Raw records
—————

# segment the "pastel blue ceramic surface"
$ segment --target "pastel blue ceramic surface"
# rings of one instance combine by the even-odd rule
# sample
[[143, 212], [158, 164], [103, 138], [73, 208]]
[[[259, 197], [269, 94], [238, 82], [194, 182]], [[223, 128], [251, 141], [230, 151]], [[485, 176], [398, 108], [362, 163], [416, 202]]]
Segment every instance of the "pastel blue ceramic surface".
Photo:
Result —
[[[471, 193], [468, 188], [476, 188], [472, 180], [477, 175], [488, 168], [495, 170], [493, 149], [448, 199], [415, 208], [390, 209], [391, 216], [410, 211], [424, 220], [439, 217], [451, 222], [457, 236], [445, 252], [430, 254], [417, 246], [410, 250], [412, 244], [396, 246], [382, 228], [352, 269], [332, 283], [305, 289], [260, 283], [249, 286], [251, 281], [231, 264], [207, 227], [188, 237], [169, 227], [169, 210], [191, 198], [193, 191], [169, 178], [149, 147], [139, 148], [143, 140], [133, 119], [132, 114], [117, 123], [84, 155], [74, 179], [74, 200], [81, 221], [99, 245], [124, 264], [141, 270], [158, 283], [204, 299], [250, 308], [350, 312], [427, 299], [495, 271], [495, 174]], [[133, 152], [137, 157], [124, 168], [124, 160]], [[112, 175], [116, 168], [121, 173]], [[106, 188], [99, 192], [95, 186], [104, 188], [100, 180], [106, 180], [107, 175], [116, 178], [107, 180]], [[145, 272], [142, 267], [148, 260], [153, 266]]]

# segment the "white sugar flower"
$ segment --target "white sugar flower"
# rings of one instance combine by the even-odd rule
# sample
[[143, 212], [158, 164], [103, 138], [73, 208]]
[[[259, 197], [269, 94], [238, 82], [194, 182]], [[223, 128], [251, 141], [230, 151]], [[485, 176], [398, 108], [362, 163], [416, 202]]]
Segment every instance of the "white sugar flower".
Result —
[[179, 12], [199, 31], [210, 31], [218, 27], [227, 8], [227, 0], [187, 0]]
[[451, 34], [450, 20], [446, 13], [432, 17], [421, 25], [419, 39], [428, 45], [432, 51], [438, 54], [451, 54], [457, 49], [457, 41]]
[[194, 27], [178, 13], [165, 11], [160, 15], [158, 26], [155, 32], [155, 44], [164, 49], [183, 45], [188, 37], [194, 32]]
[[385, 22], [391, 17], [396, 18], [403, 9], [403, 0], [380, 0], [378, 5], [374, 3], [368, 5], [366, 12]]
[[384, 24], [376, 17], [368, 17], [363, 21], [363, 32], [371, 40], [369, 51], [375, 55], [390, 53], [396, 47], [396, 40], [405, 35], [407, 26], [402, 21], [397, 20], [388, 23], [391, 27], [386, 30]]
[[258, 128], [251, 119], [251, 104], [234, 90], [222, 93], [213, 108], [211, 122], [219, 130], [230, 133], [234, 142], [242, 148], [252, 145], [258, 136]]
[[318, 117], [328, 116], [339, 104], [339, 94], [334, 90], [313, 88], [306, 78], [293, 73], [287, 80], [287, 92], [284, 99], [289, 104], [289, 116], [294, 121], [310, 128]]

—————

## TASK REQUIREMENTS
Shift every coordinate in the answer outlines by adding 36, and reproduce each line from the start of the entries through the line containing "260], [153, 266]]]", keeping all other lines unchanged.

## SOLUTION BELOW
# segment the "pastel blue ceramic surface"
$ segment --target "pastel blue ceramic surface"
# rings of one instance combine by the even-odd rule
# sample
[[143, 212], [158, 164], [103, 138], [73, 208]]
[[[259, 197], [269, 94], [238, 82], [194, 182]], [[223, 128], [251, 141], [230, 151]], [[485, 176], [398, 108], [362, 163], [416, 202]]]
Segment every instance of the "pastel blue ceramic surface".
Photo:
Result —
[[[507, 229], [504, 224], [512, 224], [508, 216], [513, 211], [524, 204], [531, 206], [529, 185], [484, 235], [451, 244], [426, 245], [427, 252], [446, 247], [460, 256], [475, 253], [487, 258], [493, 272], [481, 288], [466, 290], [453, 282], [446, 286], [448, 280], [432, 282], [418, 264], [388, 305], [368, 319], [341, 325], [296, 319], [285, 322], [287, 317], [267, 300], [243, 263], [224, 273], [205, 263], [205, 246], [227, 234], [229, 227], [205, 214], [185, 183], [175, 184], [179, 176], [169, 155], [168, 150], [153, 159], [120, 191], [110, 215], [110, 236], [117, 257], [135, 281], [160, 300], [177, 306], [194, 319], [240, 335], [286, 344], [386, 348], [463, 335], [531, 307], [531, 210]], [[169, 188], [173, 193], [160, 204], [160, 196]], [[148, 211], [152, 204], [157, 209]], [[142, 224], [135, 228], [131, 222], [140, 224], [136, 216], [142, 216], [143, 211], [152, 214], [143, 216]], [[181, 308], [178, 303], [184, 296], [189, 302]]]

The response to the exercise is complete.